EXERCISE GOAL >> Format the material below as a numbered list, leaving out blank lines. Begin at the line containing "Return one point per instance of the 2007" and stop after the line containing "(1054, 634)", and list only those lines.

Extracted records >>
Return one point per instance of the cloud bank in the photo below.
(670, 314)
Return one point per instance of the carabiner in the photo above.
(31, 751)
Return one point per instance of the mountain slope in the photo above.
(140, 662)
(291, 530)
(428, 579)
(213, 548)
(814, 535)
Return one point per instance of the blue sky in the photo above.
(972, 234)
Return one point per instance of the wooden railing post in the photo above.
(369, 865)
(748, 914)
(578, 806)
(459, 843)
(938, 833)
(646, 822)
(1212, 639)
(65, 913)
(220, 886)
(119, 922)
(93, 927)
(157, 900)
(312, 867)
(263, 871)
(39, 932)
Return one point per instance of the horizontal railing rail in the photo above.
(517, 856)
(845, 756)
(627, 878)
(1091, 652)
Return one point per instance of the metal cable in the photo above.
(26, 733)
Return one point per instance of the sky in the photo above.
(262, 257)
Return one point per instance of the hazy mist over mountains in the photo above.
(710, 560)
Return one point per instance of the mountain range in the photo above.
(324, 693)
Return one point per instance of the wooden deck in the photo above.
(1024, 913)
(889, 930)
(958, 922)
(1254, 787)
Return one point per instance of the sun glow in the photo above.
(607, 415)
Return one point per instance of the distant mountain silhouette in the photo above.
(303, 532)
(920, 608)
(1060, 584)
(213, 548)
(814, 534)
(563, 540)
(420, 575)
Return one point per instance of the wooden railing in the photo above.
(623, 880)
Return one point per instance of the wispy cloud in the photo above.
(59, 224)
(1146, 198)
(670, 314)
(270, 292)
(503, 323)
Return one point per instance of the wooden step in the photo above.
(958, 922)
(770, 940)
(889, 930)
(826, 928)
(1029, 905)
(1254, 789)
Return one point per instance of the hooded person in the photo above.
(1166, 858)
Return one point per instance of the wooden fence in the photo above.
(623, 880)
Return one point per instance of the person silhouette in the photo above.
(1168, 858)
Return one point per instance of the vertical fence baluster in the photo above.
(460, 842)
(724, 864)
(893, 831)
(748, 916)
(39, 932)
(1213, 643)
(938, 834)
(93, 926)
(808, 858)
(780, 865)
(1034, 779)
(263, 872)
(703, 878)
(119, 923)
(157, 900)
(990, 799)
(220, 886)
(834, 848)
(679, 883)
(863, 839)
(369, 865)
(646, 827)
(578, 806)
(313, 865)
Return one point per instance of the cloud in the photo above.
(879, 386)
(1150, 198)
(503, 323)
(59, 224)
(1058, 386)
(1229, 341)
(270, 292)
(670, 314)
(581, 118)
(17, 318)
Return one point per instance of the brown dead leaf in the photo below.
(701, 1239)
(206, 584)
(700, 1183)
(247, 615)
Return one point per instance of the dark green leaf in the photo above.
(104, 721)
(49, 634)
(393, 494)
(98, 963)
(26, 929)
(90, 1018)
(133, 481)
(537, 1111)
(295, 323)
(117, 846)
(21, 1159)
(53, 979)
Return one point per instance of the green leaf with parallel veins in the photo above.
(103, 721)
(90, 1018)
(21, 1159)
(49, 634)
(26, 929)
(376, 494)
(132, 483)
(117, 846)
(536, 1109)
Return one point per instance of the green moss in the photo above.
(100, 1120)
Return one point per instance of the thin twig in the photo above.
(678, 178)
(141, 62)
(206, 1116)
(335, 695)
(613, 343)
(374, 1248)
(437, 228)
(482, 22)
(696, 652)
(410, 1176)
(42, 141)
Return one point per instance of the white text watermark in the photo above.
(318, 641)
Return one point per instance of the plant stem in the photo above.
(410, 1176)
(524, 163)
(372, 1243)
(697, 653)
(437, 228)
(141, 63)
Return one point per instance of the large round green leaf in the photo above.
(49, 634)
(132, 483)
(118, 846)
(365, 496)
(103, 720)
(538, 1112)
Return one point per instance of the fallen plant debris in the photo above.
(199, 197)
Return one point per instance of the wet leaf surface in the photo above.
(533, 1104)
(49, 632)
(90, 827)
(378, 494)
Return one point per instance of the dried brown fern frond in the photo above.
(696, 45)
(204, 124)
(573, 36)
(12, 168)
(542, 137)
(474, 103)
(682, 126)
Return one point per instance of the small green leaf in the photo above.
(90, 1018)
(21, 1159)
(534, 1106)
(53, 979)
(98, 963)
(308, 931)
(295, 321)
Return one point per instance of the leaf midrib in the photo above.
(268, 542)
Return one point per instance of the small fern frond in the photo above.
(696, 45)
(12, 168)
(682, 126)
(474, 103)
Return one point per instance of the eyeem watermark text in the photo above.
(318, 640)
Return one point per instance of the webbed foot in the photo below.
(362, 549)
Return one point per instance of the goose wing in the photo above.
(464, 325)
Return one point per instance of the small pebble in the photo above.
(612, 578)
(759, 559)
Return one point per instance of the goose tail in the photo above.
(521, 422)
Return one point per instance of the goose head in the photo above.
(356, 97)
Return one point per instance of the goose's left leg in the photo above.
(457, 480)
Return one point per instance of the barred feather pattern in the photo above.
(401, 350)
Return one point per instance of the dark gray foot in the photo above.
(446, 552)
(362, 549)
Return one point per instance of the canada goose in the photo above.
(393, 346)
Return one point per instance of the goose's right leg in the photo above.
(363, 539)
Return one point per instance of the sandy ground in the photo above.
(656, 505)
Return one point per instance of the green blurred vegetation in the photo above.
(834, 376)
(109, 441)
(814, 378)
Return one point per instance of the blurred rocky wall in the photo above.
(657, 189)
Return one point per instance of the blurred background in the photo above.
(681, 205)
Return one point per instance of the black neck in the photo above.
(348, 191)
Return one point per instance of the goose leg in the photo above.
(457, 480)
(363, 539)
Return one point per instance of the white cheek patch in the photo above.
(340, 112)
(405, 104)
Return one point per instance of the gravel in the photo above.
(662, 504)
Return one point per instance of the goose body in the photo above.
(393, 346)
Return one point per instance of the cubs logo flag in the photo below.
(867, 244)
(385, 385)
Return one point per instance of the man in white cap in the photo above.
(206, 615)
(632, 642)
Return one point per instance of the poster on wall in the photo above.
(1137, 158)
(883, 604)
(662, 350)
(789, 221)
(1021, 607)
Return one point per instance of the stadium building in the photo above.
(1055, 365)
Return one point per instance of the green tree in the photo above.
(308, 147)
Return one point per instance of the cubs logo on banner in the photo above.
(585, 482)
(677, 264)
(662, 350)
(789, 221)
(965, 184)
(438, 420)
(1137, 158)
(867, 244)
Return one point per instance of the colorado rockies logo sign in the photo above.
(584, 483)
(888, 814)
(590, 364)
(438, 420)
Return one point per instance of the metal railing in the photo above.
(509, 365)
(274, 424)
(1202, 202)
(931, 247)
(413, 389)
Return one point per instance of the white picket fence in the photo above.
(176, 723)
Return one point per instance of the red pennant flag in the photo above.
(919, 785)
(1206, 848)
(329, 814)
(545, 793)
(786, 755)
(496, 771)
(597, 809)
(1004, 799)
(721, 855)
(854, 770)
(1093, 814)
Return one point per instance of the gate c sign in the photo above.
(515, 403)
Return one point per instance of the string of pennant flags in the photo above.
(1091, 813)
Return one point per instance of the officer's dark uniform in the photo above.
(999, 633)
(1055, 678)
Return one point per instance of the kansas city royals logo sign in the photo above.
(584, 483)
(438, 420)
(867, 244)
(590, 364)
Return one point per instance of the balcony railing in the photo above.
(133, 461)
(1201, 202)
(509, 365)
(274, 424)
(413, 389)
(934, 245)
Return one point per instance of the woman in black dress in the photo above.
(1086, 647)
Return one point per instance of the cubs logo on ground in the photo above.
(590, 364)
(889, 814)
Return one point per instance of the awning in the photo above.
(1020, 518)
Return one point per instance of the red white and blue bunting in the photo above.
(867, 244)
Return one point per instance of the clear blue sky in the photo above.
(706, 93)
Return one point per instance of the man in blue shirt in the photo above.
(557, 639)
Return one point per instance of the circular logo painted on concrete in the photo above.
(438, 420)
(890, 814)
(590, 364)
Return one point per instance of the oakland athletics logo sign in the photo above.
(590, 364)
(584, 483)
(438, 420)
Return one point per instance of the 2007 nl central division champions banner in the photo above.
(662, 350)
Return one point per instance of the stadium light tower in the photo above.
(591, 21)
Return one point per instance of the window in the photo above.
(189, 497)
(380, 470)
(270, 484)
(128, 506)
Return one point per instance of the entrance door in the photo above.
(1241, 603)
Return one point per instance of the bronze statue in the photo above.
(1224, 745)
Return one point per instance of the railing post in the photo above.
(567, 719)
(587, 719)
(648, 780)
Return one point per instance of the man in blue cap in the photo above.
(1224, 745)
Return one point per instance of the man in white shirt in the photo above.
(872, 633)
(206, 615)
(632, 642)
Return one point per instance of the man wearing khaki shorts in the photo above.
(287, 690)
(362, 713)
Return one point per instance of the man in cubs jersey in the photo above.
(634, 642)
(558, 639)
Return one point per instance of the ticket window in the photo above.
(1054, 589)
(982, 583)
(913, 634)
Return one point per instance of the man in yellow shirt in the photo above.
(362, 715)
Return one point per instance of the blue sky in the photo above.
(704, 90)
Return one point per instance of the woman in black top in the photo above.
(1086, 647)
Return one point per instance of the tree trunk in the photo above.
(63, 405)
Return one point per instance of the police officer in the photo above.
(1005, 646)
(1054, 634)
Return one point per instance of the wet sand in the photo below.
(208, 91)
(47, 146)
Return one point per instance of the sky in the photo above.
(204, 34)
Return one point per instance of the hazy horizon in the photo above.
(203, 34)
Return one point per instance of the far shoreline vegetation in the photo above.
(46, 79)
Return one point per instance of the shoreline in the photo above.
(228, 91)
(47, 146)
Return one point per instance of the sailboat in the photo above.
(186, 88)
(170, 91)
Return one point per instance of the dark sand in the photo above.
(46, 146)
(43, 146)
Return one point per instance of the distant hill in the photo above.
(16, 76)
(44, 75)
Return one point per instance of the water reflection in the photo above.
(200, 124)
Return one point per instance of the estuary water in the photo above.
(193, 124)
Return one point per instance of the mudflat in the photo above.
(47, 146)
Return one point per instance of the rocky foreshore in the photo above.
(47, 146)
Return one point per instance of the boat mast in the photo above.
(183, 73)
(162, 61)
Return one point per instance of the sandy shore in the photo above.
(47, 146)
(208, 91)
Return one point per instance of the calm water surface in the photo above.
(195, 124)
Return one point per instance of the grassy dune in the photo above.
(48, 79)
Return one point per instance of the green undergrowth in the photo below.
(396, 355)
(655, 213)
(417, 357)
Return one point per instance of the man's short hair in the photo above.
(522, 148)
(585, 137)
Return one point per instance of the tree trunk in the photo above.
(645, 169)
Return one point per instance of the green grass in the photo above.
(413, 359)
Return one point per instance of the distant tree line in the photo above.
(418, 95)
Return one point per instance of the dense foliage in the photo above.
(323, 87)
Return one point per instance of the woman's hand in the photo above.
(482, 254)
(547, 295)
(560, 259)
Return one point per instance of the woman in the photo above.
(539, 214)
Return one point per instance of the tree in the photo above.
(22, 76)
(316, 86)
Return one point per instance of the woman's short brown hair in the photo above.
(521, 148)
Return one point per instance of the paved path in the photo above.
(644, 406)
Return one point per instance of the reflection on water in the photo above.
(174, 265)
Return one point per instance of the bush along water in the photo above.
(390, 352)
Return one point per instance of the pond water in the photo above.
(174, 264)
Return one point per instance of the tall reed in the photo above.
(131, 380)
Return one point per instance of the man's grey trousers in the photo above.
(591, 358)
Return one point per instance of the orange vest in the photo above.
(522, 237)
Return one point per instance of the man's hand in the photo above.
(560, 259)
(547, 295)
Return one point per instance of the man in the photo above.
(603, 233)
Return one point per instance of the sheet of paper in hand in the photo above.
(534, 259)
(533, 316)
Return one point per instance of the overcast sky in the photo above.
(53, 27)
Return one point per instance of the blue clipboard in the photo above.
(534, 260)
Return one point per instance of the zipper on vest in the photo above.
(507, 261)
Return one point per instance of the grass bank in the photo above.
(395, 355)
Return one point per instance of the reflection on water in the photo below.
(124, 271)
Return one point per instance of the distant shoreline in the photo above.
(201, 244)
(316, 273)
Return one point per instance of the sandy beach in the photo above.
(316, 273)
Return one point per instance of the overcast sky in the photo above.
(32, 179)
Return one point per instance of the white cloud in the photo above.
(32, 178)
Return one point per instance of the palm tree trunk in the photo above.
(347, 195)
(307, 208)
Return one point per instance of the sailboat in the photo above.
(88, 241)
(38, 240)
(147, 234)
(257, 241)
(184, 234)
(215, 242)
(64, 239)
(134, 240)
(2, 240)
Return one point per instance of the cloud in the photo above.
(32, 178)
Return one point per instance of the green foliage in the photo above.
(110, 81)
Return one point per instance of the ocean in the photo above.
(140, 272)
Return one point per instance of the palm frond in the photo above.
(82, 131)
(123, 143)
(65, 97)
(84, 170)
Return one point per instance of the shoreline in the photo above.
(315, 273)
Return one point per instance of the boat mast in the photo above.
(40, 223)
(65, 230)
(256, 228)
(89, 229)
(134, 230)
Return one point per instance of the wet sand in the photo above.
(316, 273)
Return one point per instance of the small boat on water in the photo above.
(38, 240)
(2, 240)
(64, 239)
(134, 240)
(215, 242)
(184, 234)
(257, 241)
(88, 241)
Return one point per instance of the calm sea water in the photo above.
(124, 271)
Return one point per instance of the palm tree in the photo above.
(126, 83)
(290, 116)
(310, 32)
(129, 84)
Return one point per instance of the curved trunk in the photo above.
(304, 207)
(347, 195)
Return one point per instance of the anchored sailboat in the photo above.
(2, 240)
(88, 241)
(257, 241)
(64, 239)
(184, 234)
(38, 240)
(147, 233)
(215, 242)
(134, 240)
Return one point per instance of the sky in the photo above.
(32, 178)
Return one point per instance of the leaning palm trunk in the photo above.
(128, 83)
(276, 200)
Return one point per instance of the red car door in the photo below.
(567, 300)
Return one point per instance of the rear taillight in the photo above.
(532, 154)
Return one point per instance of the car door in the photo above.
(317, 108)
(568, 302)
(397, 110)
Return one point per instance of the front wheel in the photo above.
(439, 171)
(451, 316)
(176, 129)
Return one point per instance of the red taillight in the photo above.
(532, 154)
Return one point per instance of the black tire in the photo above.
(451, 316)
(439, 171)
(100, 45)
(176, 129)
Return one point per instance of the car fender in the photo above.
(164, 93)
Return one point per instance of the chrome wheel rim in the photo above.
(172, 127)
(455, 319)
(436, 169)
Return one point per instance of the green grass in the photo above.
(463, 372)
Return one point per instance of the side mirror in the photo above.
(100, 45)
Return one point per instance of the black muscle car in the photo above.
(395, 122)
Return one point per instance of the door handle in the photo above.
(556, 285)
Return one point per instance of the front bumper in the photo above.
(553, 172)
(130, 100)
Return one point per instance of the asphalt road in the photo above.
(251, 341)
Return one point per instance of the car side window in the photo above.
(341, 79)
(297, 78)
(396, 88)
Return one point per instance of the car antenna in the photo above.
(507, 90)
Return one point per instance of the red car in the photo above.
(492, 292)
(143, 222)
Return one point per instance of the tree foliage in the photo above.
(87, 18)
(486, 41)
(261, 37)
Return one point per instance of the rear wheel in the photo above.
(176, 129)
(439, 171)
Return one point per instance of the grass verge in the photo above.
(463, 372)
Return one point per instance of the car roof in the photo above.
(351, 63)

THE COMPLETED TASK >>
1. Return one point per instance of the 2007 nl central division champions banner in the photo above.
2. (662, 350)
3. Return one point per instance of the stadium light tower in the photo above.
4. (591, 21)
5. Return one point per instance of the window in the photo above.
6. (189, 497)
7. (380, 470)
8. (270, 484)
9. (128, 506)
10. Return one point per instance of the entrance door in the photo above.
11. (1241, 603)
12. Return one point per instance of the bronze statue in the photo above.
13. (1224, 745)
14. Return one point per instance of the railing post in the photo above.
15. (567, 719)
16. (587, 719)
17. (648, 780)
18. Return one point per instance of the man in blue cap in the photo above.
19. (1224, 745)
20. Return one point per instance of the man in white shirt in the photo above.
21. (872, 633)
22. (206, 615)
23. (632, 642)
24. Return one point per instance of the man wearing khaki shorts in the photo above.
25. (287, 690)
26. (362, 713)
27. Return one point per instance of the man in cubs jersey in the photo above.
28. (634, 642)
29. (558, 639)
30. Return one point per instance of the ticket window in the photo above.
31. (1054, 589)
32. (982, 583)
33. (913, 634)
34. Return one point per instance of the man in yellow shirt in the photo above.
35. (362, 715)
36. Return one point per instance of the blue sky in the photo above.
37. (704, 90)
38. Return one point per instance of the woman in black top in the photo above.
39. (1086, 647)
40. Return one point per instance of the tree trunk in the photo above.
41. (63, 405)
42. Return one point per instance of the police officer in the photo above.
43. (1005, 646)
44. (1054, 634)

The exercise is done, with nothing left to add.